**Page excerpt:**
Start
The Blacklist finally gives us what we’ve been waiting for: Tom (Ryan Eggold) embraces his inner killer.
Let’s bitch it out…After watching ‘Mako Tanida’, I knew I had to do a quick take review. Not because of Megan Boone’s hair piece (which shockingly looks better than usual), but because of her husband’s storyline. Yes, folks, the time has come: Tom finally reveals that he’s not just a spy, but an assassin. It’s a great development – long overdue considering how long Red (James Spader) has warned Lizzie about her husband – and unlike some story lines on this show, this one actually gets a fair amount of screen time.
Unfortunately that’s the only positive I have to say because the execution is hilarious – like hilariously bad. Watching Tom sneaking around with Jolene (House of Cards‘ Rachel Brosnahan) like they’re on Alias, knocking the Cowboy (Lance Reddick) out and acting menacing in an underground car park is just.so.silly. And then comes the moment when Tom makes his big, killer move…and he takes off his glasses. To suffocate Jolene.
???
Um…why? I appreciate that Tom’s mounting a physical assault and he doesn’t want to risk breaking his glasses (Side Note: admittedly the fight is kind of impressive), but wouldn’t he be better off keeping the apparel that helps him see on when engaging in a life and death battle? Also, why even bother fighting / suffocating Jolene? Tom immediately turns around and shoots the Cowboy, so why didn’t he just shoot Jolene? This whole sequence of events does not make any sense to me. It’s like the writers threw Eggold a bone by promising him a kick-ass fight scene after making him suffer like a dunce for the greater part of the season. Logistically, though, none of this makes sense. B613 this guy ain’t.
End
**Provided material:**
Start
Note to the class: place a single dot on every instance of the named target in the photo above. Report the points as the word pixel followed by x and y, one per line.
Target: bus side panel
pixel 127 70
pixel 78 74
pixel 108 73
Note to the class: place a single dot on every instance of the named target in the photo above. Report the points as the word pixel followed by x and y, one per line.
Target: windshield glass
End
**Problems to work on:**
1. In The Blacklist review, list each actor whose name appears in parentheses after a character, and give that character.
2. From The Blacklist review, return the passage that begins with the words containing "The Blacklist finally" and ends with "of screen time.", copied word for word.

**Results of the exercise:**
1.
- Ryan Eggold: Tom
- James Spader: Red
- Rachel Brosnahan: Jolene
- Lance Reddick: the Cowboy

2.
The Blacklist finally gives us what we’ve been waiting for: Tom (Ryan Eggold) embraces his inner killer.
Let’s bitch it out…After watching ‘Mako Tanida’, I knew I had to do a quick take review. Not because of Megan Boone’s hair piece (which shockingly looks better than usual), but because of her husband’s storyline. Yes, folks, the time has come: Tom finally reveals that he’s not just a spy, but an assassin. It’s a great development – long overdue considering how long Red (James Spader) has warned Lizzie about her husband – and unlike some story lines on this show, this one actually gets a fair amount of screen time.